Selected text:
Tucked in the back of the fashionable Shoreditch clothing boutique Hostem is a jewel-box sized Florentine apothecary called Santa Maria Novella. The store-within-a-store sells products based on recipes from Dominican monks first made in 1221. The monks began selling the products in a church in Florence, Italy in 1612. Beautifully packaged boxes and bottles of creams, candles, chocolates, compotes, potions, perfumes, and herbal remedies line the shelves, but bartender Paul Tvorah, of Lounge Bohemia, recommends coming here for the liqueurs.

There are nine different elixirs all with their own unique backstory and flavor. There is cappuccino; cioccolato; licorice; and chincona, which traces back to pre-Columbian Peru and has the bitterness of an amaro. Alkermes dates back to the 15th century and has a warm, spicy flavor. Mediceo was named in honor of the Medici family with ten different herbs, lemon balm and marjoram. Elisir di Edimburgo comes from a Dominican monk from a monastery in Edinburgh who visited Florence in the 17th century.

Aside from the Shoreditch shop, Santa Maria Novella has stores around the world. In the United States, they have shops in Los Angeles, Miami, New York, Dallas and Washington, DC. If you get the chance to visit their Florence boutique, it’s located around the corner of the Santa Maria Novella Church and you can visit their old laboratories, which is now a museum showing the history of how their products are made.

Listed records:
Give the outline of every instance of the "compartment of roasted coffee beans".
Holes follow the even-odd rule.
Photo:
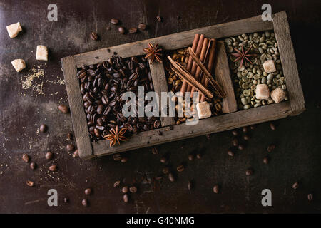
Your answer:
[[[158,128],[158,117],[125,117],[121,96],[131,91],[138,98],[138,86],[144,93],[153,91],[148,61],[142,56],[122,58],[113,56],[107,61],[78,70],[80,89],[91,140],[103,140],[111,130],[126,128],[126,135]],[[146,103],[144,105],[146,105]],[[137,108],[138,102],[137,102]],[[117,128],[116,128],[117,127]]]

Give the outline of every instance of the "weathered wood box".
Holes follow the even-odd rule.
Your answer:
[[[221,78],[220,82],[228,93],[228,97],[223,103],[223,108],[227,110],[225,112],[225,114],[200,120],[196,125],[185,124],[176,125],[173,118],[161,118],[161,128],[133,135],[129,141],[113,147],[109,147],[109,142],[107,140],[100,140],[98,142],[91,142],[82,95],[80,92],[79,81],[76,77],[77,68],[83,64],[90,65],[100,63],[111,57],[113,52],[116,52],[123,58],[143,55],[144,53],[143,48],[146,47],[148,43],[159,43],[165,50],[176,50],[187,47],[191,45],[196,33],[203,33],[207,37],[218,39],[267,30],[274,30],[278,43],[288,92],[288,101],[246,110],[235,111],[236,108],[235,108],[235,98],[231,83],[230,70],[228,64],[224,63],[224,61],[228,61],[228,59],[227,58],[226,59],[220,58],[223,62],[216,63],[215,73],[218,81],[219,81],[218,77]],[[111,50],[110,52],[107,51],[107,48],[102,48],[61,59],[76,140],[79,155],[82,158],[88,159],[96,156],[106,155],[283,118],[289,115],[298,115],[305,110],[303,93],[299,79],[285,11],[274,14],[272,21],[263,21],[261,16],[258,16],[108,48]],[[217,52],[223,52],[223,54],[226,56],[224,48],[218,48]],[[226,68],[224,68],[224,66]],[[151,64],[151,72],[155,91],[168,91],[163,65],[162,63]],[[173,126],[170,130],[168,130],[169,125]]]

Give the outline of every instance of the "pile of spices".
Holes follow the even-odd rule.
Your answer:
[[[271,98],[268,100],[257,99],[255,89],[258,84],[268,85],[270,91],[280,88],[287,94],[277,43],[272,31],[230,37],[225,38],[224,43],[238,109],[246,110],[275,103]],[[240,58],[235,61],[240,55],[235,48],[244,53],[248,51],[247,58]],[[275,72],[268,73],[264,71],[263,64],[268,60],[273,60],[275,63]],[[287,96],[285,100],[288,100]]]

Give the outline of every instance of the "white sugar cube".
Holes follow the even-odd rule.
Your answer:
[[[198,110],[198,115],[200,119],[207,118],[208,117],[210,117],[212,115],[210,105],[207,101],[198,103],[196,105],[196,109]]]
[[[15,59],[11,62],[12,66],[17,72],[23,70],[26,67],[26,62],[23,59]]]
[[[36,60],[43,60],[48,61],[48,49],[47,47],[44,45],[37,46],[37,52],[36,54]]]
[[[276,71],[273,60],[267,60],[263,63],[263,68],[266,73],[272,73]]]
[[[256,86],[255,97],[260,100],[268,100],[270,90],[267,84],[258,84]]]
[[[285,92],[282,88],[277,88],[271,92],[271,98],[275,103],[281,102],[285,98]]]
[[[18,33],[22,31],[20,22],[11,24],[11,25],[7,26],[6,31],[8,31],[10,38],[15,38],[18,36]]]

---

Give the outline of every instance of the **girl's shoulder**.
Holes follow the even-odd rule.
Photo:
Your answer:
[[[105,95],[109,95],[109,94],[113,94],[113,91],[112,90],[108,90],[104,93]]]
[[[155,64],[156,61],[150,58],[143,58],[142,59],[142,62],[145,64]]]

Using the information:
(a) According to the text about the Santa Maria Novella apothecary, in what year did the monks begin selling their products in a church in Florence?
(b) For each statement, say whether it agrees with the text about the Santa Maria Novella apothecary, and quote the words that decide it: (i) Alkermes dates back to the 15th century. (ii) The apothecary offers twelve different elixirs. (iii) Santa Maria Novella has a shop in Chicago.

Answer list:
(a) 1612

(b)
(i) Yes: "Alkermes dates back to the 15th century and has a warm, spicy flavor."
(ii) No: "There are nine different elixirs all with their own unique backstory and flavor."
(iii) No: "In the United States, they have shops in Los Angeles, Miami, New York, Dallas and Washington, DC."